TRECHO SELECIONADO
== == ==

O botão do elevador para um portador
Por Paula Corrêa*, especial para o DCM
Passei tantas vezes as mãos no álcool que já não me lembro.
Era a certeza de que poderia matar alguém? Era.
Na ponta do meu indicador teria essa partícula invisível da morte? Teria.
Os velhinhos do meu prédio, pessoas que nem conheço ainda – mudei na pandemia- poderiam tocar aquele mesmo botão que eu.
Seria uma opção subir de escadas?
(Eu realmente não queria TOCAR nada. Porque TOCAR poderia ser uma morte. Ou algumas). E eu não tinha forças para subir nenhum degrau.
Ter forças.
É tão bom, né? Acordar, tomar café, trabalhar, almoçar, ficar com o filho, jantar, dormir. Fazer exercício, tomar um vinho, ver jornal. A vidinha pacata, normal, regradinha.
Mas aí se instala no seu corpo (como? por quê?) uma doença inédita, a doença que o MUNDO todo teme. E você também.
E apertar o botão do elevador? Pode ou não pode? Alguém criou essa regra? Que, veja bem, não é bem de boa convivência… Não é não querer dividir o elevador. Não é não querer dar bom dia. É, digamos assim, matar alguém. Aperto ou não aperto? E se o infeliz do vírus está na ponta do meu dedo? E vai ficar no botão do elevador esperando um velhinho meio desavisado apertar, e depois, subitamente, seu olho coçar veementemente? Ele pode apertar o botão com o dorso do dedo. Aí na hora de coçar o olho, ele também coça com o dorso, afinal, não é uma parte do corpo que ele use muito, então, na dúvida, usa o dorso que não usa muito. Mas ele apertou o botão com o dorso também!

== == ==

LINHAS DE DADOS
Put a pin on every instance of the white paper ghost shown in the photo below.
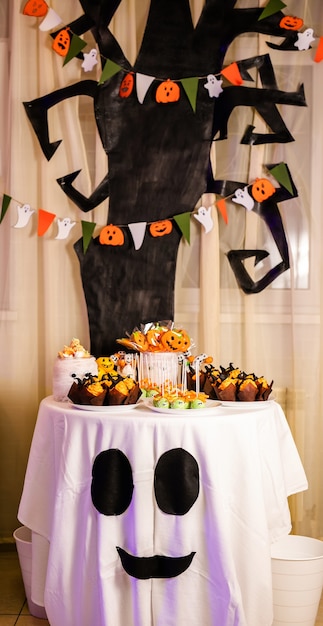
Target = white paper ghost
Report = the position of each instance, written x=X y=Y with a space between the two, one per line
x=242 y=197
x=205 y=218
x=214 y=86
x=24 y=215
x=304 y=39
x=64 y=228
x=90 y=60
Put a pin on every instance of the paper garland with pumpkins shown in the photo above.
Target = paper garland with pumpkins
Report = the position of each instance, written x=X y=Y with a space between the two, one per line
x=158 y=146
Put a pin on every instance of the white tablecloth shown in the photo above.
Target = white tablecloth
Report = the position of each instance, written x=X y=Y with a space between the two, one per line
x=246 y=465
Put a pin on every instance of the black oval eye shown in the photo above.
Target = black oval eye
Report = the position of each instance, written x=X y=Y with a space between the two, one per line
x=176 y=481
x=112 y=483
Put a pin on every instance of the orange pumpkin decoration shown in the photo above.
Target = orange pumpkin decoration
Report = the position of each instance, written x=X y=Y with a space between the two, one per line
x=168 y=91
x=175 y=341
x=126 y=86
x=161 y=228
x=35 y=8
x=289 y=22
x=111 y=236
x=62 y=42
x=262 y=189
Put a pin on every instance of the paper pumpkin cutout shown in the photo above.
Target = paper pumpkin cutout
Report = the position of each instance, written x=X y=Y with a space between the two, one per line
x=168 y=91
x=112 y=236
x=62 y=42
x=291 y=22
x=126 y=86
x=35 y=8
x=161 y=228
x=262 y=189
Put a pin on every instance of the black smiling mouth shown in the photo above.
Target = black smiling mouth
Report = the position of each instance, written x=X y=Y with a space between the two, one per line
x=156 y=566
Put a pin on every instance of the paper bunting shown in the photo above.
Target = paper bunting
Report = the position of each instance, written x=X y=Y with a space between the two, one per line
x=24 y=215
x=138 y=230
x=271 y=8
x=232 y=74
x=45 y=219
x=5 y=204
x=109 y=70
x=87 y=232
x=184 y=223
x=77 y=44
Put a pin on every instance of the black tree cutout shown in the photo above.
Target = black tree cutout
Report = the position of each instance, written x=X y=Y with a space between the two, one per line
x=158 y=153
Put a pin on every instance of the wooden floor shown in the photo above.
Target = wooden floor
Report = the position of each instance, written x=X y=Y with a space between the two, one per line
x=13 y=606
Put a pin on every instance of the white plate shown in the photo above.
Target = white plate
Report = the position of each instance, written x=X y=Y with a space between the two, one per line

== == ==

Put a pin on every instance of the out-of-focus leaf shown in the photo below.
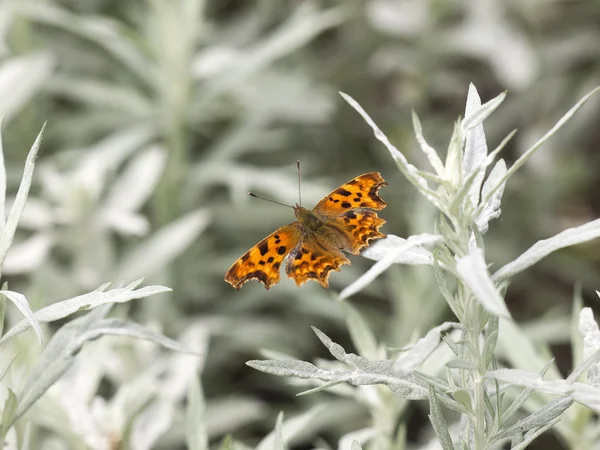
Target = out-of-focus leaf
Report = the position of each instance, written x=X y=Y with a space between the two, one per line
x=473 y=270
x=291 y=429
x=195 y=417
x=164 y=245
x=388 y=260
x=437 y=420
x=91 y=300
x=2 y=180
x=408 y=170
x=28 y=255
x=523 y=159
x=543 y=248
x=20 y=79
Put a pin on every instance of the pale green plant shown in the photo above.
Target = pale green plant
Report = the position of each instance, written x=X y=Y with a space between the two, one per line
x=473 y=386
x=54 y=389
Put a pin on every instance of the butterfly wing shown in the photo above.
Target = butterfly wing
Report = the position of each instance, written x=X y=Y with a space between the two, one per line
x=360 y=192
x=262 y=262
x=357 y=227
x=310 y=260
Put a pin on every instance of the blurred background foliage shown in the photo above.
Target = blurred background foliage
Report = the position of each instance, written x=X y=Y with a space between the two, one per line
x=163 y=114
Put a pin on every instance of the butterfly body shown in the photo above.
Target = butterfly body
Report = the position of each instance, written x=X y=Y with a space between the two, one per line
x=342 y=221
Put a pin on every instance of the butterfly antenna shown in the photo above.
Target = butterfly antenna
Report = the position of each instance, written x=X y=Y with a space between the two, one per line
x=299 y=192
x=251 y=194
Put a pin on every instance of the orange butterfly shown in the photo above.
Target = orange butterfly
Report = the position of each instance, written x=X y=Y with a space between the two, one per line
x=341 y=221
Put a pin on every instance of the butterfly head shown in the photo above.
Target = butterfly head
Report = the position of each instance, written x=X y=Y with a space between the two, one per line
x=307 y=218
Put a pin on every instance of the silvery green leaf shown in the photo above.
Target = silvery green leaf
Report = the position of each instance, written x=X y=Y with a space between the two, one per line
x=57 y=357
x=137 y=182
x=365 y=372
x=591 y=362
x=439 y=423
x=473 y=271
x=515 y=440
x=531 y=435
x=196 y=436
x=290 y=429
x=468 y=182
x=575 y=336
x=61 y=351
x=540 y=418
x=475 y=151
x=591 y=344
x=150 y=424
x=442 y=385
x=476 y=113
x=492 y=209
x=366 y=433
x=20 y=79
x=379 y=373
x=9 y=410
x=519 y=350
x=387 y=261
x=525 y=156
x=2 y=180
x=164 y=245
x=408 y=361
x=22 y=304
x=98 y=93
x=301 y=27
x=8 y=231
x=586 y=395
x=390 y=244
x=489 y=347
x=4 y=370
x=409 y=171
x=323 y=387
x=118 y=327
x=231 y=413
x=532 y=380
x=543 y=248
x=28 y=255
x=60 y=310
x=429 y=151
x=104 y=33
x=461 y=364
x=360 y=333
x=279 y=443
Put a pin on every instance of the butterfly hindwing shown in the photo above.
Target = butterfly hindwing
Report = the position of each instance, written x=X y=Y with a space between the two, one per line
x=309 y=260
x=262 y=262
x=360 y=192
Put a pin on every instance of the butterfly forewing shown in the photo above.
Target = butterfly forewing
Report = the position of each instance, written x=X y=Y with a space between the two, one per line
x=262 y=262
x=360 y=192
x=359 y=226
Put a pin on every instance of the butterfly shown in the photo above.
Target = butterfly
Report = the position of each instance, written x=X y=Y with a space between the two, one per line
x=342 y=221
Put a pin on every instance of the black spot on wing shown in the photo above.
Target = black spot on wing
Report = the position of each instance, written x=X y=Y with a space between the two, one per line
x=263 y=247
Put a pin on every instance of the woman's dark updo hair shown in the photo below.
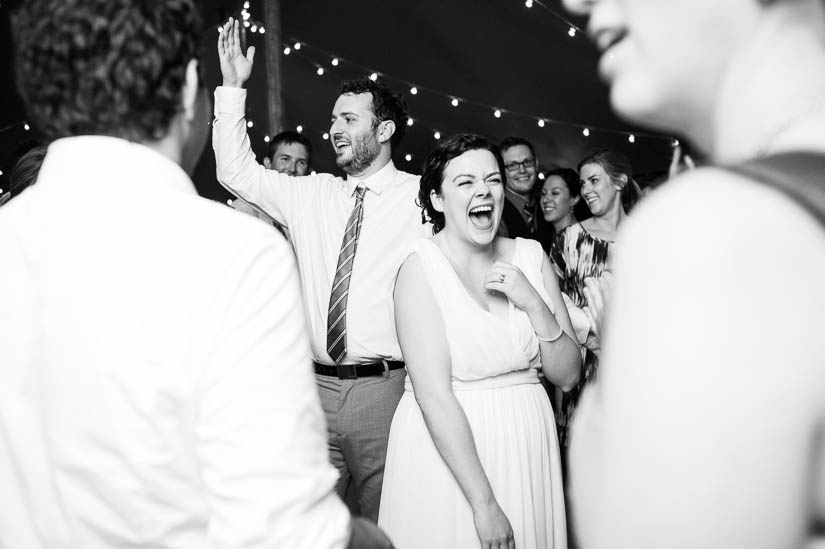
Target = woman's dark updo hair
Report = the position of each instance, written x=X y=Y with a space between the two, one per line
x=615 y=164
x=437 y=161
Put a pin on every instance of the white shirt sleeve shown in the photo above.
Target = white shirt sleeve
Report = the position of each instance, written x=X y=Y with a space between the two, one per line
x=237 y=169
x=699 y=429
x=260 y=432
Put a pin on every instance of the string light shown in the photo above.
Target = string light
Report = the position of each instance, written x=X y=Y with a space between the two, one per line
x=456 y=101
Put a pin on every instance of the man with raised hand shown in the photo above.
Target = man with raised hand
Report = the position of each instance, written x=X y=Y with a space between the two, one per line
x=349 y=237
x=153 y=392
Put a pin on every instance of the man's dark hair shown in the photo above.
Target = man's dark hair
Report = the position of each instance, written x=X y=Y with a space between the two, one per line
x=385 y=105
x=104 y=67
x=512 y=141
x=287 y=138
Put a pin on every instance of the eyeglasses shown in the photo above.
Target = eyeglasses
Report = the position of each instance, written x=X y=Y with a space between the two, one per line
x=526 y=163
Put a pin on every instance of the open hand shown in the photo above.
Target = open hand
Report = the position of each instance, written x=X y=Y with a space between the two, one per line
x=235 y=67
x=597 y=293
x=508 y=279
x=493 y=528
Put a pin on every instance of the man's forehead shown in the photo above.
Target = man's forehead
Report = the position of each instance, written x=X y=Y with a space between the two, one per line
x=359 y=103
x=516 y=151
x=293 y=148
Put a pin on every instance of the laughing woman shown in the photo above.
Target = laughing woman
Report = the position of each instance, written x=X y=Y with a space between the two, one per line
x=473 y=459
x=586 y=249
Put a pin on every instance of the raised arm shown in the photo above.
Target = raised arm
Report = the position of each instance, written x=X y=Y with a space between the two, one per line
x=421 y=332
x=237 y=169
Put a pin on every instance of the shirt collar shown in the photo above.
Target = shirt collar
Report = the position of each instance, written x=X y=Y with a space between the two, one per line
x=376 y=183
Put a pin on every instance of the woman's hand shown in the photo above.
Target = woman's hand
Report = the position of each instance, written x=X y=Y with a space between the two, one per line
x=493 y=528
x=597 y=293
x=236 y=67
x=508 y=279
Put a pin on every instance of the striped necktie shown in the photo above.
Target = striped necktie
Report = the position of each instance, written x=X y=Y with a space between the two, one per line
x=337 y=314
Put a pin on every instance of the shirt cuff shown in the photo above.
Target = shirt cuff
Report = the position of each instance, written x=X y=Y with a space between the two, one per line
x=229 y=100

== == ==

O QUE FAZER
1. Segundo o texto sobre o botão do elevador, em que período ocorreu a mudança para o prédio?
2. Retome o texto sobre o botão do elevador logo após a última frase apresentada e continue-o.
As linhas não têm relação com o texto sobre o botão do elevador.

RESPOSTAS EM ORDEM
1. Durante a pandemia.

2.
Na dúvida, e repleta de culpa e confusão, passei muito álcool na ponta do dedo que iria usar para apertar o botão do elevador, e apertei. Ao abrir a porta, outro dilema. Bem, entrei. Lá dentro, outros tantos dilemas. Ao abrir a porta para sair do elevador, mais outros. No hall…
Entrei em casa, de onde só saí depois de quase 20 dias. Para garantir.
Bem… o que passei lá dentro, não importa muito agora.
Mas o que mais importa, mesmo, é que o interfone não tocou aqueles dias todos. E não tive notícia dos velhinhos do prédio terem covid.
*Paula Corrêa é escritora, poeta e jornalista. Nascida em São Paulo em 1978, cursou Comunicação e Artes do Corpo e é formada em Jornalismo pela PUC-SP. Escreveu os livros de poesia “In Vitro” (2004), “As Calotas Não Me Protegem do Sol (2010)” e “Tudo o que Mãe Diz É Sagrado”, este último pela editora Leya, com quarta capa de Eliane Brum e Ignácio de Loyola Brandão.